Source passage:
It is the feeling of being incomplete. The feeling of not being able to respond to the actual goal of the human existence. This urge exists and it will remain for as long as humanity exists on this world, for as long as every potential gold bearer has not yet answered to his or her exalted vocation.

This urge has led – and still leads – towards all kind of experiments and manners to find an answer in and outside our reality. There is a certain knowing within a person, which cannot be filled by the present consciousness.

So, one of the most evocative methods therefore was ‘alchemy.’ There are still countless legends and stories that are widely discussed, albeit in a rather one-sided manner.

The charlatans and fortune seekers are pushed to the forefront, but those who are truly seeking depth are hardly given a chance to speak.

Alchemy refers to the unity of everything and all. Based upon this, the thought has grown that a connection must exist between the lowest and the highest, both in a material and in a spiritual sense.

Lead was seen as the lowest material substance, gold as the highest.

So a method needed to be developed, a purification, in order to transform the lower into the higher. The lead could be transformed into gold.

As evidenced by scientific explanations, this quest continues today with the most modern techniques and regardless of the idea ever being profitable. More as a curiosity, therefore.

In the CERN in Switzerland in the meantime one succeeded to transmute lead into a tiny sparkle of gold. [1]

Just enough to show that it is possible. However, this was not an alchemic process.

Direction A:
Please show every line of the entries that contains the word "vest".
The text and the entries are unrelated to each other.

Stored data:

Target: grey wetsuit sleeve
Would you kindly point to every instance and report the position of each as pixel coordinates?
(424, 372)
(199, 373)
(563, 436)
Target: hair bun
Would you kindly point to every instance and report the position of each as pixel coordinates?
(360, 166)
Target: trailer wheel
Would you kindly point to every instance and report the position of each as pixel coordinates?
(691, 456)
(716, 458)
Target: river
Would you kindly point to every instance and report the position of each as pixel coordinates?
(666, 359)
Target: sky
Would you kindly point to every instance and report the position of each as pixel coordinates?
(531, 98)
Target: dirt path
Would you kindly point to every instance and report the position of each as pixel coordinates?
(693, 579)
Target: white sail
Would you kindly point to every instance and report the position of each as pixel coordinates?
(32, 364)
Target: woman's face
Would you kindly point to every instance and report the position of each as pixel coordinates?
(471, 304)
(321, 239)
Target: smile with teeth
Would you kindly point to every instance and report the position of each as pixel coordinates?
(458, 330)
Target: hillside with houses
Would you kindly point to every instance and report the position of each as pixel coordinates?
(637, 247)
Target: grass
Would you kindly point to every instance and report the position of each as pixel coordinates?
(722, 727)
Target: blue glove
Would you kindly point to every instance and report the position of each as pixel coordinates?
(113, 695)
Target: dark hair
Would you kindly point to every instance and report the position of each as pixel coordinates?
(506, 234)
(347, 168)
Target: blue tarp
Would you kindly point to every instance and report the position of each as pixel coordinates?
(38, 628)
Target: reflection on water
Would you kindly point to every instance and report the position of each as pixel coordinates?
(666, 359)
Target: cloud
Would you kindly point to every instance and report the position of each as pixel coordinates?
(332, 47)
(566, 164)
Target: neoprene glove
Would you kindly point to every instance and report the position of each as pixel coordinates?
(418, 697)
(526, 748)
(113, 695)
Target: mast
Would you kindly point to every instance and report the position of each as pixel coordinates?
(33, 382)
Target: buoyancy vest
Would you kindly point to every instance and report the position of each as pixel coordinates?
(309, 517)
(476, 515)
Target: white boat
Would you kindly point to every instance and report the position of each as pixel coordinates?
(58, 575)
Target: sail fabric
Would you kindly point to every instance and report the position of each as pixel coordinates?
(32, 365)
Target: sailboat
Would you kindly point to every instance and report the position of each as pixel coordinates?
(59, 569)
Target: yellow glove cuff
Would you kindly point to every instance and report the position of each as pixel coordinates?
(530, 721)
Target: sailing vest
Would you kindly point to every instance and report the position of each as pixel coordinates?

Direction B:
In the alchemy passage, change "charlatans" to "swindlers" and give everything from "This urge has" down to "chance to speak." with that replacement.

Reply A:
Target: buoyancy vest
Target: sailing vest

Reply B:
This urge has led – and still leads – towards all kind of experiments and manners to find an answer in and outside our reality. There is a certain knowing within a person, which cannot be filled by the present consciousness.

So, one of the most evocative methods therefore was ‘alchemy.’ There are still countless legends and stories that are widely discussed, albeit in a rather one-sided manner.

The swindlers and fortune seekers are pushed to the forefront, but those who are truly seeking depth are hardly given a chance to speak.